◆ Exercise set:
1. Answer these questions from the Slashdot thread on speech synthesis:
(a) Which program on the Commodore 64 does the opening question compare Festival to?
(b) Which web address does the first comment give?
(c) What combination does the comment by Kafteinn call the best found so far?
2. Update part of the Slashdot thread on speech synthesis by changing "weather channel" to "weather radio". Begin at the words "AT&T Labs Research has" and stop after "the Festival voices)".

◆ Document extract:
[Begin]
State of Speech Synthesis and Text-To-Speech?

← Back to Stories (view on slashdot.org)

State of Speech Synthesis and Text-To-Speech?

Posted by Cliff on Thursday November 14, 2002 @12:33PM from the my-computer-still-doesn't-talk-to-me dept.

Gnulix asks: "Are there any, preferably either open source products available that produce realistic speech from an arbitrary (English) text? Projects such as Festival doesn't sound all that much better than SAM (Software Automatic Mouth) did on a Commodore 64 back in 1979, nor does SoftVoice's or IBM's new products sound very good. I mean we all know that Stephen Hawking is a fun loving guy, but I bet you that he didn't choose his unrealistic, robotic voice just for the heck of it. With all the amazing advances we have seen in real-time graphics, shouldn't speech synthesis have come much, much further than what is, seemingly, available today?" Ask Slashdot last handled the Voice-To-Text issue in January of this year.

11 of 52 comments (clear)

Min score:

Reason:

Sort:

AT&T Natural Voices by Utopia · 2002-11-14 12:37 · Score: 5, Informative

is the best Text to speech conversion program
checkout http://www.naturalvoices.att.com/
AT&T Labs Research by jcbphi · 2002-11-14 12:52 · Score: 2, Informative

AT&T Labs Research has some recent work in TTS. I'm not sure how state-of-the-art it is, but its certainly much better than the TTS refered to.
Check out the National Weather Service by tdyson · 2002-11-14 12:53 · Score: 3, Informative

The NWS's automated weather channel broadcasts use a new technology this year. The changeas quite a big deal in the marine communities, wear people listen to these voices every day. The new voices are pretty darn good.
Natoinal Weather Service describes their new system.
I have an interest in this by Kafteinn · 2002-11-14 13:09 · Score: 3, Informative

And the best I have found so far is Festival with Mbrola voices (although not perfect they are far superior than the Festival voices)
[End]
(Coordinate annotation records)
[Begin]
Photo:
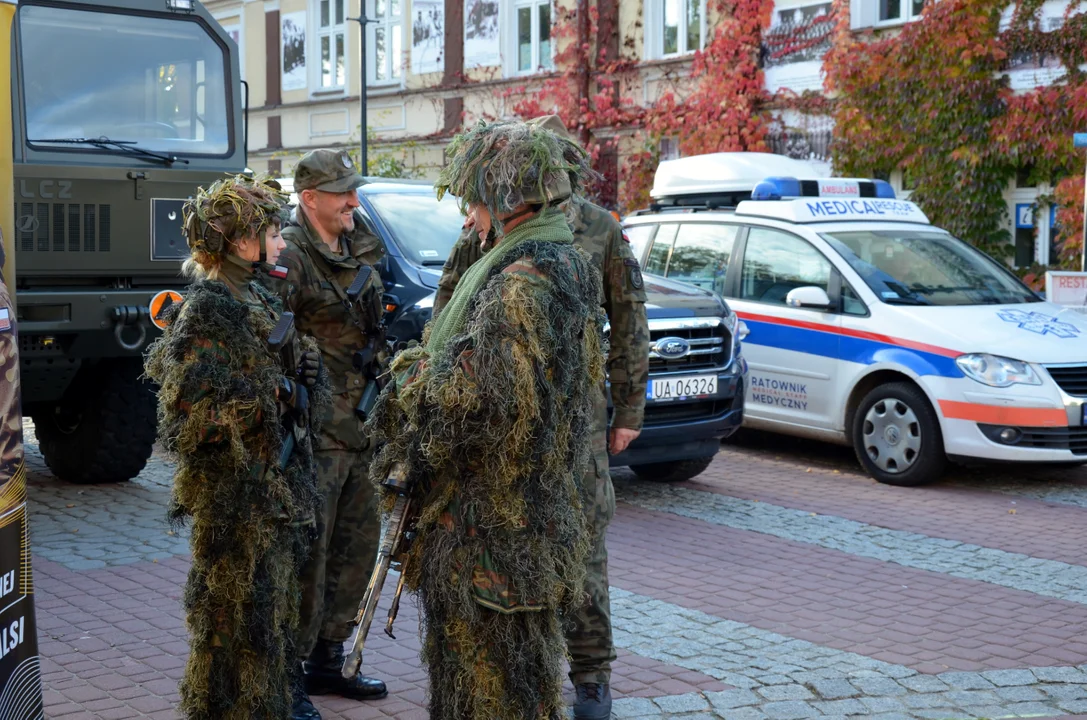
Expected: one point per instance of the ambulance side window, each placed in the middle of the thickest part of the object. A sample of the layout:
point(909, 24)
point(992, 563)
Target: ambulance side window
[End]
◆ Expected results:
1.
(a) SAM (Software Automatic Mouth)
(b) http://www.naturalvoices.att.com/
(c) Festival with Mbrola voices

2.
AT&T Labs Research has some recent work in TTS. I'm not sure how state-of-the-art it is, but its certainly much better than the TTS refered to.
Check out the National Weather Service by tdyson · 2002-11-14 12:53 · Score: 3, Informative

The NWS's automated weather radio broadcasts use a new technology this year. The changeas quite a big deal in the marine communities, wear people listen to these voices every day. The new voices are pretty darn good.
Natoinal Weather Service describes their new system.
I have an interest in this by Kafteinn · 2002-11-14 13:09 · Score: 3, Informative

And the best I have found so far is Festival with Mbrola voices (although not perfect they are far superior than the Festival voices)